Dataset records:
##########

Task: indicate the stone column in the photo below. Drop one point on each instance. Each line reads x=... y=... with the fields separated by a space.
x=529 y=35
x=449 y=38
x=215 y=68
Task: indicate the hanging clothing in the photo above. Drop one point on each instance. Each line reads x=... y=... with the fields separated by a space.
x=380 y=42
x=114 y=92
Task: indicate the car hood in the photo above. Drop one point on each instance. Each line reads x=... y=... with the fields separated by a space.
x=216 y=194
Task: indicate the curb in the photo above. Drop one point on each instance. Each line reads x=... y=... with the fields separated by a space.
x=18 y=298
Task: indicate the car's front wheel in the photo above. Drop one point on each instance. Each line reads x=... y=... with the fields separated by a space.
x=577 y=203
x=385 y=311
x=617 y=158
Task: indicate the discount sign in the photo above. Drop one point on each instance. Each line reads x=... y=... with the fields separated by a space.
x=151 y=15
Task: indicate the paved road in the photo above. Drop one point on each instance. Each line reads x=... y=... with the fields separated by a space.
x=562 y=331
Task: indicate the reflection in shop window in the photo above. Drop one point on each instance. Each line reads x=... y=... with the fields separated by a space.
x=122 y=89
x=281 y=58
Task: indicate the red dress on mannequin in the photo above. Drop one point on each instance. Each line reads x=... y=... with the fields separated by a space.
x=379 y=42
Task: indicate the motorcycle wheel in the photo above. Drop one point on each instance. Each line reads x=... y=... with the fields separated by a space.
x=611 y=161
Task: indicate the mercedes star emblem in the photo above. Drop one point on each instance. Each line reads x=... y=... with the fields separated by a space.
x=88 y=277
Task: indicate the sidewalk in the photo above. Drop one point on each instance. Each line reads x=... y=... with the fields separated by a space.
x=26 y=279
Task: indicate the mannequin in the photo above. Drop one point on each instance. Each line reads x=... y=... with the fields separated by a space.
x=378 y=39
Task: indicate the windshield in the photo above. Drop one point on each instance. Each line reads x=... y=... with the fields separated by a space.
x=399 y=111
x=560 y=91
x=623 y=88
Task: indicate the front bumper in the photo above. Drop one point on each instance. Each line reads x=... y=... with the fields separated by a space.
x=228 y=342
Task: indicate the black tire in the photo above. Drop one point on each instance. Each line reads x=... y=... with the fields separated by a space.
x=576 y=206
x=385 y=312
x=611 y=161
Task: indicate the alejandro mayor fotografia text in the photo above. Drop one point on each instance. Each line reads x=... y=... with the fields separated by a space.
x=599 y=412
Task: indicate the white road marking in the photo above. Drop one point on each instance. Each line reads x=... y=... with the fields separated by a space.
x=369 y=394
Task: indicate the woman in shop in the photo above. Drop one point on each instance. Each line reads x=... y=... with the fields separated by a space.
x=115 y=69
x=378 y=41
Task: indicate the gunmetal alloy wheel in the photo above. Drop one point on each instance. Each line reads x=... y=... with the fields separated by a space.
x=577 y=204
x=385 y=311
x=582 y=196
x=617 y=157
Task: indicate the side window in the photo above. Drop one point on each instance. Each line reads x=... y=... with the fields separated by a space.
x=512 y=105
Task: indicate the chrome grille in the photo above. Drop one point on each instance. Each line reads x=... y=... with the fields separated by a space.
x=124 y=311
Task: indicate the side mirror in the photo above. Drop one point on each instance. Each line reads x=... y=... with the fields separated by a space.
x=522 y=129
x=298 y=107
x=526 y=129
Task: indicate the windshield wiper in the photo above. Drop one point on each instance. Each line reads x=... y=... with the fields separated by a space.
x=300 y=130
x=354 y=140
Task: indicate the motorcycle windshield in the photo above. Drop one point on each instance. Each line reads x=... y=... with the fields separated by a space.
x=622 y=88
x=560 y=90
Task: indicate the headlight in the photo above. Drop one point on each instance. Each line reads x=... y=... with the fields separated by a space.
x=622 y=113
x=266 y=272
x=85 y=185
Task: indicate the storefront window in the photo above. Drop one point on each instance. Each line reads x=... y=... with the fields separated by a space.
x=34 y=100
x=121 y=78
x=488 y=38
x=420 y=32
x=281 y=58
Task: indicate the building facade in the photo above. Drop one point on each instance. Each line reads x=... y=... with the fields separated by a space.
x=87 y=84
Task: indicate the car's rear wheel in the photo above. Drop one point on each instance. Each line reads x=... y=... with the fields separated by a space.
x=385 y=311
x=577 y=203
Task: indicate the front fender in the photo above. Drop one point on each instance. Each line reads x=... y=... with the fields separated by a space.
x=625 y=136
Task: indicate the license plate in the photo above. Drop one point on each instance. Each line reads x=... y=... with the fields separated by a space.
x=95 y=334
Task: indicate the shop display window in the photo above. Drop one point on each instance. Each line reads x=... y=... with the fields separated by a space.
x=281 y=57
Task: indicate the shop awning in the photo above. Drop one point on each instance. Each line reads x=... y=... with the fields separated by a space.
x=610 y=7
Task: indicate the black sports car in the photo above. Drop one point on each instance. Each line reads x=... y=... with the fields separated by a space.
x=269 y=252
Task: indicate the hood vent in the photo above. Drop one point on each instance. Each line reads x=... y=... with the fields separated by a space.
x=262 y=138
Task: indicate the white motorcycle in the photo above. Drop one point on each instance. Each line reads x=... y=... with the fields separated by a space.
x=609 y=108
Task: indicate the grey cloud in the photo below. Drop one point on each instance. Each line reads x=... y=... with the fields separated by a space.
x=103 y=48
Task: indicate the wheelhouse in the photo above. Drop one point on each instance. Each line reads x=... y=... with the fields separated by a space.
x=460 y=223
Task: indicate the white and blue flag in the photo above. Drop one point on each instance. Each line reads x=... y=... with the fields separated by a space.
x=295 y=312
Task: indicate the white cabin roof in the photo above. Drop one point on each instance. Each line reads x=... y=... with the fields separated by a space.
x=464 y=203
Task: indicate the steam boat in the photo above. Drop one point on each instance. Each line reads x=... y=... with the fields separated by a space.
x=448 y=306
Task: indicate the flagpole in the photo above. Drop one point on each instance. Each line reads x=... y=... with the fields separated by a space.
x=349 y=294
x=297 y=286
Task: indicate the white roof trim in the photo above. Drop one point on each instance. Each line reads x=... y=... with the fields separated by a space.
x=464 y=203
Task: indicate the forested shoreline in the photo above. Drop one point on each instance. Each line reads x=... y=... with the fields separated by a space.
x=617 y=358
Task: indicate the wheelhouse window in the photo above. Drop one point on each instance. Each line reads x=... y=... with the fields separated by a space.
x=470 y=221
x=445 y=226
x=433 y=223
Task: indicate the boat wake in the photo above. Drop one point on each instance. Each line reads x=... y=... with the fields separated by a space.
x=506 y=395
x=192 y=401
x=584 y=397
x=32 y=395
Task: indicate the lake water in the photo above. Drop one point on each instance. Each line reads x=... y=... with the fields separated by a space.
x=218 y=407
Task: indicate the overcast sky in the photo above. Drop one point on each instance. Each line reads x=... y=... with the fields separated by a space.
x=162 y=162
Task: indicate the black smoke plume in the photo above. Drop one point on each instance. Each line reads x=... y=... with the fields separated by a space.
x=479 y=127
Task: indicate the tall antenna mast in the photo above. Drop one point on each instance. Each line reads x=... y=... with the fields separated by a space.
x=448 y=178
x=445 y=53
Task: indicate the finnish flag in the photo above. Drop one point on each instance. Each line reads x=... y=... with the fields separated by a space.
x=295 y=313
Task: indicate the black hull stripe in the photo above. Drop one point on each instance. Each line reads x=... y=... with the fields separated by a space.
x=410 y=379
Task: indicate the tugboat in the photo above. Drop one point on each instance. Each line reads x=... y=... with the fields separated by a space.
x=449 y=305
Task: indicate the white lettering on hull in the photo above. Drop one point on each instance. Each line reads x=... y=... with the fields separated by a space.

##########

GIVEN EXERCISE: Rewrite everything from the line containing "Task: indicate the black tire" down to the line containing "x=124 y=311", changing "gunmetal alloy wheel" to "silver alloy wheel" and keeping the rest as it is.

EXPECTED ANSWER:
Task: indicate the black tire in the photo above. Drop one point on each instance. Each line reads x=... y=... with the fields separated by a space.
x=576 y=206
x=385 y=312
x=611 y=161
Task: indicate the alejandro mayor fotografia text in the photo above. Drop one point on each instance. Each line reads x=... y=... with the fields separated by a space.
x=599 y=412
Task: indicate the white road marking in the photo above. Drop one point on each instance. Each line reads x=... y=... with the fields separated by a space.
x=369 y=394
Task: indicate the woman in shop in the photo above. Drop one point on each instance. Each line reads x=... y=... with the fields separated by a space.
x=115 y=69
x=378 y=41
Task: indicate the silver alloy wheel in the photo above. Drop one point on each instance. Each line reads x=... y=... with the fields separated by a space.
x=577 y=204
x=385 y=311
x=582 y=196
x=617 y=157
Task: indicate the side window in the photo above. Drop one point on each instance. Each line reads x=... y=... with the fields separated by a space.
x=512 y=105
Task: indicate the chrome grille in the photo above. Drop one point on each instance. Each line reads x=... y=... with the fields separated by a space.
x=124 y=311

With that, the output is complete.